Given task
Every line from the one with "Shelf-audit tagging: put a marker on the mint stem, one" to the end of the data needs to be copied exactly, and no line before it.

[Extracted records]
## begin
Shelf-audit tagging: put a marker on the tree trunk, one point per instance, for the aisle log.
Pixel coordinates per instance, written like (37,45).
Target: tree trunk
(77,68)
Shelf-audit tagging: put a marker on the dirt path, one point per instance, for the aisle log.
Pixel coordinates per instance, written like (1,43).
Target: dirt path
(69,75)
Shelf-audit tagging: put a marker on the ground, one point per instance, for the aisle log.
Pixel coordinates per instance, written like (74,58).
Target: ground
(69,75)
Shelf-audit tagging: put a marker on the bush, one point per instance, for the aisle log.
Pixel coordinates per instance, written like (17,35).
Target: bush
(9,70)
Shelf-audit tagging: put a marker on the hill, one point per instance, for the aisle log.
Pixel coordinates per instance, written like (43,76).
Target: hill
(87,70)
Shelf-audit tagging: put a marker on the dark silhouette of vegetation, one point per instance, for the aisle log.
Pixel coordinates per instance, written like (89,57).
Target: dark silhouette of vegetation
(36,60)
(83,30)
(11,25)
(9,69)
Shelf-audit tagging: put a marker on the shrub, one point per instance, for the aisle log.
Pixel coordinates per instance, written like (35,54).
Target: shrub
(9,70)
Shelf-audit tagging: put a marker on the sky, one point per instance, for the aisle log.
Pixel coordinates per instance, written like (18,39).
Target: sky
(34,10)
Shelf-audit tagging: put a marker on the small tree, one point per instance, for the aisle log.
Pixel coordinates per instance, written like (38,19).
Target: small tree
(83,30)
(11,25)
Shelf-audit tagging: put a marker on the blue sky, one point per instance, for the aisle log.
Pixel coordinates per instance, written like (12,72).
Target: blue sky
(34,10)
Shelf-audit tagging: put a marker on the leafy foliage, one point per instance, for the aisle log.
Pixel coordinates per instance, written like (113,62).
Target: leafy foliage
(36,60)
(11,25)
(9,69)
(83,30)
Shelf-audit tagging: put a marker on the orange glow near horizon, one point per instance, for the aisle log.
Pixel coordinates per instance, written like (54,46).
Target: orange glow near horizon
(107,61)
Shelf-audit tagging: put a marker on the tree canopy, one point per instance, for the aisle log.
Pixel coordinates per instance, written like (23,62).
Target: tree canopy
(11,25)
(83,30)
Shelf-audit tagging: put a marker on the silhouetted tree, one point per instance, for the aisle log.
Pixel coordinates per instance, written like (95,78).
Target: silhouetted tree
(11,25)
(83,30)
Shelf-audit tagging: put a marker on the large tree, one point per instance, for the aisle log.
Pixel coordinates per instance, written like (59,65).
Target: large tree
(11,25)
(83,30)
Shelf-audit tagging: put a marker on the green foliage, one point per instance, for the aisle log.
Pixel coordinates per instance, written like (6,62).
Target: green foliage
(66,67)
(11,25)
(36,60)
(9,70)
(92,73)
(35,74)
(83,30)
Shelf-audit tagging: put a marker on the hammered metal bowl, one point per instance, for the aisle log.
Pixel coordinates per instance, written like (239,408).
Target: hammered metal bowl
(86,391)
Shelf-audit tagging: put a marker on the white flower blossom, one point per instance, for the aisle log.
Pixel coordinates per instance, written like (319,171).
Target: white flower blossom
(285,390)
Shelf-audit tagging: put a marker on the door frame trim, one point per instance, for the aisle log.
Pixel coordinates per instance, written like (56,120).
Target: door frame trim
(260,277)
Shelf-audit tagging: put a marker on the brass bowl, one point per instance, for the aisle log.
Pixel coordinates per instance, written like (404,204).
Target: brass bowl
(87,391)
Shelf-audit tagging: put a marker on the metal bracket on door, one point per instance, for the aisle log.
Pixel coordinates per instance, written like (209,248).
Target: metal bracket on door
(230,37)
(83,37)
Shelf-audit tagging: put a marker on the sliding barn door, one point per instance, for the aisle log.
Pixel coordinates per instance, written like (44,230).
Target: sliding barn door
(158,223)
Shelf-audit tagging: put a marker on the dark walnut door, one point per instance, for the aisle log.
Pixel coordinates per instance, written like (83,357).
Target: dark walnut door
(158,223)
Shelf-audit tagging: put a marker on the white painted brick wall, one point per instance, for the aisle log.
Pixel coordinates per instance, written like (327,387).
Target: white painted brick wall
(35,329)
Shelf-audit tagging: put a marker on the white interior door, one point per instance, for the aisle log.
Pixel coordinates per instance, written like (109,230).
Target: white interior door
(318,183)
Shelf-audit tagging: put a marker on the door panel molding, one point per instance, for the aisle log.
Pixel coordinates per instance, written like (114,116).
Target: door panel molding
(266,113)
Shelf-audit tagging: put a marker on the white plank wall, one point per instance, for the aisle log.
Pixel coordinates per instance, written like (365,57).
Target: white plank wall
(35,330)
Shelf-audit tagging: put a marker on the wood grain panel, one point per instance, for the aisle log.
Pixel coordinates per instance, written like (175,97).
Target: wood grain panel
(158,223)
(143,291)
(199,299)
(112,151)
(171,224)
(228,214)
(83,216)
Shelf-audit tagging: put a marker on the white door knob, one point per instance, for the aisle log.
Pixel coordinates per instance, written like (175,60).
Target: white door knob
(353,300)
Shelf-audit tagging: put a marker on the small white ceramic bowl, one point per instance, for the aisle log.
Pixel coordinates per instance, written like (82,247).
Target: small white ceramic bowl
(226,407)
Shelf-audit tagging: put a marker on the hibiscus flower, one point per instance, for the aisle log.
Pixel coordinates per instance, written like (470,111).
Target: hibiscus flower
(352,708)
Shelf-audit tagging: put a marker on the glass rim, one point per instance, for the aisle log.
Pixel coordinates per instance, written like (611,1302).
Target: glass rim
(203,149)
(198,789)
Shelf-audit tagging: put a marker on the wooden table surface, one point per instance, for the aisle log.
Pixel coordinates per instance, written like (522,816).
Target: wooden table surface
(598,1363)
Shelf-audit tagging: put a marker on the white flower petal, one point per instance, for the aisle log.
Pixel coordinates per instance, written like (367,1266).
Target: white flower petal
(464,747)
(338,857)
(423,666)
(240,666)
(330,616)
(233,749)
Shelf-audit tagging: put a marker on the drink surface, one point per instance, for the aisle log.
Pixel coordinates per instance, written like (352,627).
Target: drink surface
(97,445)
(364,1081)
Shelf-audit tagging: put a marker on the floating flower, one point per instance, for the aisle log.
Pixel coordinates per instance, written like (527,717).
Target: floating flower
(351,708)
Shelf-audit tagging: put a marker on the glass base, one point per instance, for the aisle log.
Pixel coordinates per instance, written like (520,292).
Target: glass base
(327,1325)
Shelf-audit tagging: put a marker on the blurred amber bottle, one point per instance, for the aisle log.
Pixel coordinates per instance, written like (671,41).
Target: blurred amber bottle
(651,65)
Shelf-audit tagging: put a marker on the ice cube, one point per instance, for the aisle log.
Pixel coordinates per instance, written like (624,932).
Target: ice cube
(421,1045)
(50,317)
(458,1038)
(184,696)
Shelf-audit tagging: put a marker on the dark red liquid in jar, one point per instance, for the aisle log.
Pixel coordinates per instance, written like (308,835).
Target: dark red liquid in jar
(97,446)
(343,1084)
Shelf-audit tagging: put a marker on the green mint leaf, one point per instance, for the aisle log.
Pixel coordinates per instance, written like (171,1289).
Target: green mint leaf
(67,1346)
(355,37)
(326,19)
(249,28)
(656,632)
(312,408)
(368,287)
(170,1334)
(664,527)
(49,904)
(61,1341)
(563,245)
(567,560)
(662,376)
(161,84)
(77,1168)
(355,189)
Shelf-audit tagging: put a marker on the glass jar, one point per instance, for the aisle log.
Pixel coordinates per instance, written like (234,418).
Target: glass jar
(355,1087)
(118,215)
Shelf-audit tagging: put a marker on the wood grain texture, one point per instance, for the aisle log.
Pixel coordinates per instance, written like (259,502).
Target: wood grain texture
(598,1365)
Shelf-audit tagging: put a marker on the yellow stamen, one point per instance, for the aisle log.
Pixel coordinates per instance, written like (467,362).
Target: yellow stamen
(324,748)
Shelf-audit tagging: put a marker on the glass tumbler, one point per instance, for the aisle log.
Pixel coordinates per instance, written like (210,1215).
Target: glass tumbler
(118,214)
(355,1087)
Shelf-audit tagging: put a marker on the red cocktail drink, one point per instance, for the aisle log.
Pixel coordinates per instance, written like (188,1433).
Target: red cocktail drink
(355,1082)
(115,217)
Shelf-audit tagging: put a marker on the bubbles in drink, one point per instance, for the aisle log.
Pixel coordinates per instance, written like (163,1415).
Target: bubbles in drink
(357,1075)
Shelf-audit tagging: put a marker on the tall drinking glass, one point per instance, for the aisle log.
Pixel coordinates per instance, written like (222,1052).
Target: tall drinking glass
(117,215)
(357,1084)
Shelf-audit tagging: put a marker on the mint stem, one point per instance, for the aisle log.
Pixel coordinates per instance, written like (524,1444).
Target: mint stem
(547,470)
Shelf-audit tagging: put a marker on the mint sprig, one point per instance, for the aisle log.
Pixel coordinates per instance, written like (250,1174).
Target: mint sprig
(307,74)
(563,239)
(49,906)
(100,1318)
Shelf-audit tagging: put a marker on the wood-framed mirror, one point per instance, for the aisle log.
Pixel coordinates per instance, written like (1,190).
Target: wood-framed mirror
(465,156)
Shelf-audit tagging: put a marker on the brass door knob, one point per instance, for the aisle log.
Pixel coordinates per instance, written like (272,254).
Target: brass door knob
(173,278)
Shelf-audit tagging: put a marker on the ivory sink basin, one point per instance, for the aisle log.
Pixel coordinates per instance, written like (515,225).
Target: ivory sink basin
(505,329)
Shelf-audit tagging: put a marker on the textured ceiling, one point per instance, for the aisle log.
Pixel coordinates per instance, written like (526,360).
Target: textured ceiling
## end
Expected answer
Shelf-audit tagging: put a marker on the mint stem, one point per instance, for the aisle log.
Pixel coordinates per instance, written like (524,1444).
Target: mint stem
(547,470)
Shelf-audit tagging: put a marker on the mint sprig, one point per instance, for the aisle log.
Pixel coordinates per instance, written like (250,1174).
Target: mint sprig
(307,74)
(563,239)
(49,906)
(100,1318)
Shelf-audit tagging: put a marker on the wood-framed mirror, one point per instance, for the aisle log.
Pixel coordinates per instance, written like (1,190).
Target: wood-framed mirror
(465,156)
Shelf-audit tagging: put a marker on the brass door knob, one point per instance, for the aisle log.
Pixel coordinates per instance, written like (272,254).
Target: brass door knob
(173,278)
Shelf-audit tagging: put a marker on the ivory sink basin, one point per instance, for the aisle log.
Pixel coordinates per instance, written like (515,225).
Target: ivory sink basin
(505,329)
Shelf-audit tagging: put a marker on the textured ceiling, one point per instance, for the aisle log.
Pixel coordinates per instance, written like (526,360).
Target: textured ceiling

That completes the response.